__Your task__
Write out the part of the records that opens at their very start and closes with the line containing "box: [2, 0, 196, 150]", both ends included. Leave the pictures out.

__Records supplied__
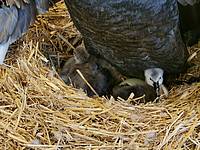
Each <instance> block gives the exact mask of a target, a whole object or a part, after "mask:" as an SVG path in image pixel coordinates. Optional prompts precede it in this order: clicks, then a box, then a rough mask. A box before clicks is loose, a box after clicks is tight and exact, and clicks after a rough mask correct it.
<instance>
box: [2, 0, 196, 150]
mask: <svg viewBox="0 0 200 150" xmlns="http://www.w3.org/2000/svg"><path fill="white" fill-rule="evenodd" d="M80 43H81V36H80V33H79V32H77V30H76V29H75V28H74V26H73V23H72V22H71V20H70V17H69V14H68V13H67V10H66V7H65V5H64V3H58V4H57V6H56V7H55V8H52V9H51V10H50V12H49V13H47V14H45V15H43V16H39V17H38V19H37V21H36V23H35V24H34V25H33V26H32V27H31V28H30V30H29V31H28V32H27V34H25V35H24V36H23V38H21V39H20V40H18V41H17V42H16V43H15V44H13V45H12V46H11V48H10V49H11V50H12V51H11V52H10V53H9V54H8V56H7V60H6V64H7V66H1V72H0V74H1V77H0V82H1V84H0V99H1V100H0V104H1V105H0V149H9V150H11V149H45V150H46V149H133V150H137V149H158V150H159V149H185V150H188V149H196V150H197V149H200V107H199V106H200V83H193V84H192V85H187V84H185V85H175V86H174V87H173V88H172V89H171V90H170V96H169V98H167V99H162V100H161V101H160V102H158V103H153V102H152V103H148V104H138V105H131V104H130V103H129V102H126V101H114V100H113V99H110V100H108V99H105V98H88V97H87V96H86V95H85V94H84V93H83V92H82V91H80V90H77V89H73V88H72V87H70V86H66V85H65V84H64V82H63V81H62V80H61V79H60V78H59V76H58V73H57V72H56V70H55V67H56V68H59V66H60V65H61V63H60V62H61V60H63V59H67V57H69V56H70V54H71V52H72V50H73V49H74V47H76V46H77V45H79V44H80ZM199 50H200V49H198V45H197V46H196V47H194V48H191V49H190V53H191V56H192V57H191V60H192V62H193V63H195V64H196V65H197V66H194V67H192V68H191V69H189V70H188V72H187V73H186V74H184V75H183V77H185V78H187V77H189V76H191V75H196V76H199V74H200V69H199V68H200V67H199V66H198V65H200V61H199V59H200V55H199V53H198V52H199ZM198 57H199V58H198ZM58 71H59V70H58Z"/></svg>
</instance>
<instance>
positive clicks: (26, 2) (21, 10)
mask: <svg viewBox="0 0 200 150" xmlns="http://www.w3.org/2000/svg"><path fill="white" fill-rule="evenodd" d="M48 8H49V0H42V1H41V0H35V1H32V0H30V1H29V0H6V1H4V2H2V3H1V7H0V23H1V26H0V64H2V63H3V61H4V58H5V55H6V53H7V50H8V47H9V45H10V44H11V43H13V42H15V41H16V40H17V39H18V38H19V37H21V36H22V35H23V34H24V33H25V32H26V31H27V30H28V28H29V26H30V25H31V24H32V23H33V22H34V21H35V18H36V15H37V14H40V13H44V12H46V11H47V10H48Z"/></svg>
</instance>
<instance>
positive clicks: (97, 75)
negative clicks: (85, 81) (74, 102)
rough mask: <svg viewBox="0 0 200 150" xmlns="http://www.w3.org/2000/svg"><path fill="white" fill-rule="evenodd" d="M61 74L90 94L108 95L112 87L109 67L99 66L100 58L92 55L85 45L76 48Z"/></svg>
mask: <svg viewBox="0 0 200 150" xmlns="http://www.w3.org/2000/svg"><path fill="white" fill-rule="evenodd" d="M77 70H79V71H80V72H81V74H82V75H83V77H84V78H85V79H86V81H87V82H88V83H89V84H90V86H91V87H92V88H93V89H94V91H95V92H96V93H95V92H94V91H93V89H91V87H90V86H88V83H87V82H85V81H84V79H83V78H82V77H81V76H80V74H78V72H77ZM60 76H61V78H62V79H63V80H64V81H65V83H66V84H68V85H70V84H72V85H73V86H74V87H75V88H78V89H79V88H81V89H83V90H84V91H85V92H86V93H87V95H88V96H93V95H95V94H97V95H99V96H102V95H108V94H109V91H110V88H111V82H112V81H111V80H112V79H111V74H110V73H109V72H108V71H107V69H105V68H102V67H101V66H99V60H98V59H97V58H95V57H93V56H90V55H89V54H88V53H87V51H85V48H84V47H78V48H76V49H75V51H74V57H71V58H69V59H68V60H67V61H66V63H65V65H64V67H63V69H62V71H61V73H60Z"/></svg>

__Task response__
Each <instance> block gives the exact mask of a target, a whole object or a part, after "mask:" as an SVG path in image pixel coordinates. Optional prompts precede it in this order: clicks, then a box, then a rough mask. A box before clicks is loose, a box after clicks is tight and exact, and clicks after a rough mask correct it.
<instance>
box: [2, 0, 196, 150]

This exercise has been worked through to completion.